### Tasks to perform
**a.** Translate this sentence from the passage on molecular sieve catalysts into Spanish: "Intergrown molecular sieve phases are disordered planar intergrowths of molecular sieve frameworks."
**b.** Write out the section of the passage on molecular sieve catalysts that opens with the words containing "Desirable molecular sieves" and closes with "these metal species.", character for character.
**c.** Resume the passage on molecular sieve catalysts after its final sentence, writing further text on the same subject.
======== Page extract ========
Most any type of zeolitic or non-zeolitic, natural or synthetic, molecular sieve catalyst, or “molecular sieve,” can be used in the process described herein. Small and medium pore molecular sieves of structural types, such as, for example, AEI, AFI, CHA, ERI, LOV, RHO, THO, MFI and FER, are particularly useful and are well known in the art. In a particular embodiment, molecular sieves useful in the process described herein are metalloaluminophosphate molecular sieves that have a molecular framework that include [AlO₄] and [PO₄] tetrahedral units, such as metal containing aluminophosphates (AlPO). In one embodiment, the metalloaluminophosphate molecular sieves include [AlO₄], [PO₄] and [SiO₄] tetrahedral units, such as in silicoaluminophosphates (SAPO).

The molecular sieve, SAPOs in a particular embodiment, may be a single phase AEI structure type material, or may be a composition comprising an AEI structure type molecular sieve together with other structure type materials present as, for example, impurity phases, or may be a molecular sieve comprising an intergrowth of an AEI structure type material with a different structure type material, such as a CHA structure type.

Examples of single phase AEI structure type molecular sieves include SAPO-18, ALPO-18 and RUW-18. The preparation and characterization of these molecular sieves and other AEI structure type materials have been reported. Intergrown molecular sieve phases are disordered planar intergrowths of molecular sieve frameworks. In an embodiment, the molecular sieve is an intergrowth material having two or more distinct crystalline phases within one molecular sieve composition. For example, SAPO-18, AlPO-18 and RUW-18 have an AEI framework-type, and SAPO-34 has a CHA framework-type. In certain embodiments, the molecular sieve used herein may comprise two intergrowth phases of AEI and CHA framework-types, where the ratio of AEI framework-type to CHA framework-type is greater than 50 or 60 or 70 or 80 or 90%, based on the total amount of AEI and CHA structures, such as disclosed in, for example, PCT/US2009/033451. In a particular embodiment, the molecular sieves used herein contain only AEI framework type.

Desirable molecular sieves are SAPO molecular sieves, and metal-substituted SAPO molecular sieves. Suitable metal substituents are alkali metals of Group 1, an alkaline earth metals of Group 2 of the Periodic Table of Elements, a rare earth metals of Group 3, including the Lanthanides, and mixtures of any of these metal species.
======== Given entries ========
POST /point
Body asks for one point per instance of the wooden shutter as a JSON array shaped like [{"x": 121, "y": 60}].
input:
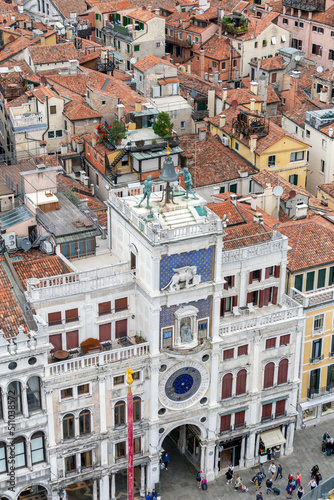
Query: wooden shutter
[
  {"x": 261, "y": 298},
  {"x": 283, "y": 366},
  {"x": 266, "y": 410},
  {"x": 105, "y": 332},
  {"x": 280, "y": 407},
  {"x": 225, "y": 422},
  {"x": 268, "y": 379},
  {"x": 54, "y": 318},
  {"x": 121, "y": 328},
  {"x": 71, "y": 315},
  {"x": 56, "y": 341},
  {"x": 241, "y": 382},
  {"x": 239, "y": 418},
  {"x": 227, "y": 386},
  {"x": 275, "y": 293},
  {"x": 104, "y": 308},
  {"x": 72, "y": 339}
]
========
### Task answers
**a.** Las fases de tamices moleculares intercrecidas son intercrecimientos planares desordenados de estructuras de tamices moleculares.

**b.**
Desirable molecular sieves are SAPO molecular sieves, and metal-substituted SAPO molecular sieves. Suitable metal substituents are alkali metals of Group 1, an alkaline earth metals of Group 2 of the Periodic Table of Elements, a rare earth metals of Group 3, including the Lanthanides, and mixtures of any of these metal species.

**c.**
In one embodiment, the metalloaluminophosphate molecular sieve is represented, on an anhydrous basis, by the formula:

mR:(M_xAl_yP_z)O₂

wherein R represents at least one templating agent, preferably an organic templating agent; m is the number of moles of R per mole of (M_xAl_yP_z)O₂ and m has a value from 0 to 1, preferably 0 to 0.5, and most preferably from 0 to 0.3; x, y, and z represent the mole fraction of Al, P and M as tetrahedral oxides, where M is a metal selected from the group consisting of Group 1 through 11 and Lanthanides. Preferably M is one or more metals selected from the group consisting of Si, Co, Cr, Cu, Fe, Ga, Ge, Mg, Mn, Ni, Sn, Ti, Zn and Zr. In an embodiment, m is greater than or equal to 0.2, and x, y and z are greater than or equal to 0.01. In another embodiment, m is greater than 0.1 to 1, x is greater than 0 to 0.25, y is in the range of from 0.4 to 0.5, and z is in the range of from 0.25 to 0.5.

In one embodiment, the molecular sieves useful in the disclosed process are AlPO or SAPO molecular sieves having a silica-to-alumina (“Si/Al”) ratio within a range of from 0 or 0.01 or 0.05 or 0.1 to 0.3 or 0.4 or 0.5 or 1.0 or 2.0 or 5.0 or 10.0. In a particular embodiment, the molecular sieve is a SAPO containing silicon and aluminum and having a Si/Al ratio within a range of from 0.01 or 0.05 or 0.1 to 0.3 or 0.4 or 0.5 or 1.0 or 2.0 or 5.0 or 10.0.

Non-limiting examples of SAPO and AlPO molecular sieves useful herein include one or a combination of SAPO-5, SAPO-8, SAPO-11, SAPO-16, SAPO-17, SAPO-18, SAPO-20, SAPO-31, SAPO-34, SAPO-35, SAPO-36, SAPO-37, SAPO-40, SAPO-41, SAPO-42, SAPO-44, SAPO-47, SAPO-56, AlPO-5, AlPO-11, AlPO-18, AlPO-31, AlPO-34, AlPO-36, AlPO-37, AlPO-46, and metal containing molecular sieves thereof. Of these, particularly useful molecular sieves are one or a combination of SAPO-18, SAPO-34, SAPO-35, SAPO-44, SAPO-56, AlPO-18, AlPO-34 and metal containing derivatives thereof, such as one or a combination of SAPO-18, SAPO-34, AlPO-34, AlPO-18, and metal containing derivatives thereof.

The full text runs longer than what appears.